[SELECTED EXCERPT]:

--

Thursday Morning Sessions (June 27) TMS Logo

About the 1996 Electronic Materials Conference: Thursday Morning Sessions (June 27)



June 26-28, 1996 · 38TH ELECTRONIC MATERIALS CONFERENCE · Santa Barbara, California

Session S: Nondestructive Testing

Session Chairman: F.H. Pollack, Physics Department, and M. Dudley, Dept. of Materials Science & Eng., Brooklyn College of CUNY; Brooklyn, NY 11210. Co-Chairmen: M.S. Goorsky, Department of MS & E, 405 Hilgard Avenue, University of Southern California, Los Angeles, CA 90095-1595

1:30PM, S1 *Invited

"Applications of Synchrotron White Beam X-Ray Topography to the Non-Destructive Characterization of Defect Structures in Semiconductor Crystals:" WEIMIN SI, Michael Dudley, Dept. of Materials Science and Engineering, SUNY at Stony Brook, NY 11794-2275

Applications of Synchrotron White Beam X-ray Topography (SWBXT) in the non-destructive characterization of defect structures (growth and process-induced) in semiconductor crystals are reviewed. The basic principles of the technique, including descriptions of the transmission, reflection, and grazing Bragg-Laue geometries, as well as the fundamentals of contrast theory, will be briefly reviewed. The following applications will be presented and discussed: dislocation generation following RTP processing in Si wafers; interfacial dislocations and slip bands in SiGe strained layers; distribution of dislocations in MBE grown InGaAs strained multilayers; basal plane and superscrew dislocations in SiC wafers; polytype identification and investigation of their depth distribution in SiC epilayers; twin distribution in ZnTe bulk crystals and CdTe homoepitaxial buffer layers; solid-liquid interface shape during bulk crystal growth of InGaAs, GaInSb, and InP crystals; minute strain due to bonding process and electrode deposition in Quartz resonators. Methodologies for analyzing dislocations, twins, stacking faults, precipitates and other crystalline defects will be reviewed.

2:10PM, S2

"Synchrotron White Beam X-ray Topography Characterization of Structural Defects in Liquid Encapsulated Kyropoulos Grown InP Single Crystals:" H. CHUNG, W. Si, M. Dudley, Department of Materials Science and Engineering, SUNY at Stony Brook, NY 11794; A. Anselmo, D.F. Bliss, Rome Laboratory, Hanscom AFB, MA 01731, V. Prasad, Department of Mechanical Engineering, SUNY at Stony Brook, NY 11794

Structural defects in Liquid Encapsulated Kyropoulos (LEK) grown InP single crystals have been studied using Synchrotron White Beam X-ray Topography (SWBXT). Structural defects in both longitudinal and perpendicular cut wafers were systematically studied in order to reveal defect microstructure development in different stages of crystal growth. Slip bands initiated from high stress concentration neck regions were observed to propagate into the interior of the longitudinal cut wafers. Transmission X-ray topographs recorded from perpendicular cut wafers revealed dislocations of well defined four-fold symmetric distributions. In order to investigate the formation of this four-fold symmetric pattern, a thermal stress model composed of uniformly distributed, radially compressive hoop stress was introduced. Stress calculations revealed a four-fold thermal stress distribution. Maximum stresses were concentrated in the <100> directions while minimum stresses were induced in the <110> directions. The calculated results are consistent with our experimental observations. In addition, our studies revealed that the distribution and density of dislocations and precipitates changes with the different stages of crystal growth. High density, uniformity distributed dislocations and precipitates were observed in the initial and final stages of crystal growth. Other defects such as small angle tilt boundaries, precipitates and twins were also observed. The formation of these structural defects will be discussed.

--

Data extracted from a collection:
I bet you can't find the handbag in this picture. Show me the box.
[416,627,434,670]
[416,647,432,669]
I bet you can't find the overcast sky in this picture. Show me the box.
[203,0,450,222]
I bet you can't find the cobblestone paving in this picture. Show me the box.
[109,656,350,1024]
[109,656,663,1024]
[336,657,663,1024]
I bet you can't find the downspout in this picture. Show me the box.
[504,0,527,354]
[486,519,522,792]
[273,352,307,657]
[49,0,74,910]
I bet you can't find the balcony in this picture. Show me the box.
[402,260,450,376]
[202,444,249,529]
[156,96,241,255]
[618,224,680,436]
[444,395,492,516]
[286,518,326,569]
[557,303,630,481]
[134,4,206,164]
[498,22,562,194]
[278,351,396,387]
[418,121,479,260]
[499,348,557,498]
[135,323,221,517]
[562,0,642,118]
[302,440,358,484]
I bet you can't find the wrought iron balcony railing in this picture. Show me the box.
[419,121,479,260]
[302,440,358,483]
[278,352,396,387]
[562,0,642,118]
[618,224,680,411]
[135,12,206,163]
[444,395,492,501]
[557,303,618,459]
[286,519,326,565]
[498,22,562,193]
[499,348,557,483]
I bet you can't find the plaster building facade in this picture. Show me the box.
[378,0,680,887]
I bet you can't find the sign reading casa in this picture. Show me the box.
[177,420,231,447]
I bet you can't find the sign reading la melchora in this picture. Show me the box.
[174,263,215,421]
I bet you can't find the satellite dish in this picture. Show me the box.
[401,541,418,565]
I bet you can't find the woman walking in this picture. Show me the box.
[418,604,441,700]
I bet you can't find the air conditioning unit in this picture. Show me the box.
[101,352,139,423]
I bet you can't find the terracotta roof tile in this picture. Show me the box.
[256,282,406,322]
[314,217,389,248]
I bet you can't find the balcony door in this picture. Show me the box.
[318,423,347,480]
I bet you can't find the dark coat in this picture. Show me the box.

--

[THE TASKS]:
1 - In the 1996 Electronic Materials Conference abstracts, in which directions were the maximum stresses concentrated according to the stress calculations for the InP crystals?
2 - Resume the 1996 Electronic Materials Conference abstracts after their last sentence.

[RESPONSES FOR EACH TASK]:
1 - In the <100> directions.

2 -
2:30PM, S3+

"Spatial Characterization of Cadmium Zinc Telluride Radiation Detector Crystals:" H.YOON, J.M. Van Scyoc, M.S. Goorsky, J.C. Lund, M.S. Schieber, R.B. James, F.P. Doty, University of California, 405 Hilgard Avenue, Los Angeles, CA 90095-1595; Sandia National Laboratories, PO Box 5800, Livermore, CA 94551-0969; Digirad, San Diego, CA 92121-2410

Cadmium Zinc Telluride (Cd1-xZnxTe or CZT) is a semiconductor that has experienced rapid development since its first use as a nuclear radiation detector in 1992. However, CZT detectors, particularly as they are made larger, are still limited by the poor transport properties of the holes and the non-uniformities of the material. Large crystals are required not only for fabricating large volume detectors with high sensitivity to high energy gamma photons, but also for large area imaging detectors, which are becoming an increasingly important application of these devices.

Two properties that have received considerable attention are the inhomogeneity of the zinc fraction (x) and plastic deformation across the wafer. Observed changes in the alloy composition of several atomic percent lead to changes in the bandgap and to degraded spectral response. In this study spatially mapped materials characterizations were combined with spatially mapped detector characterizations to study the variations in CZT materials properties and their relation to device performance. Triple axis x-ray diffraction was used to measure the absolute lattice parameter, and thus zinc composition (+/-x= 0.002), and the mosaicity over the active area of several CZT crystals. Room temperature photoluminescence mapping also provided a similar measure of the relative zinc composition for the same crystals. Finally, the gamma-ray (Am241, 60 keV photons) spectral responses of detectors fabricated from these crystals were measured and correlated with the changes in the materials properties.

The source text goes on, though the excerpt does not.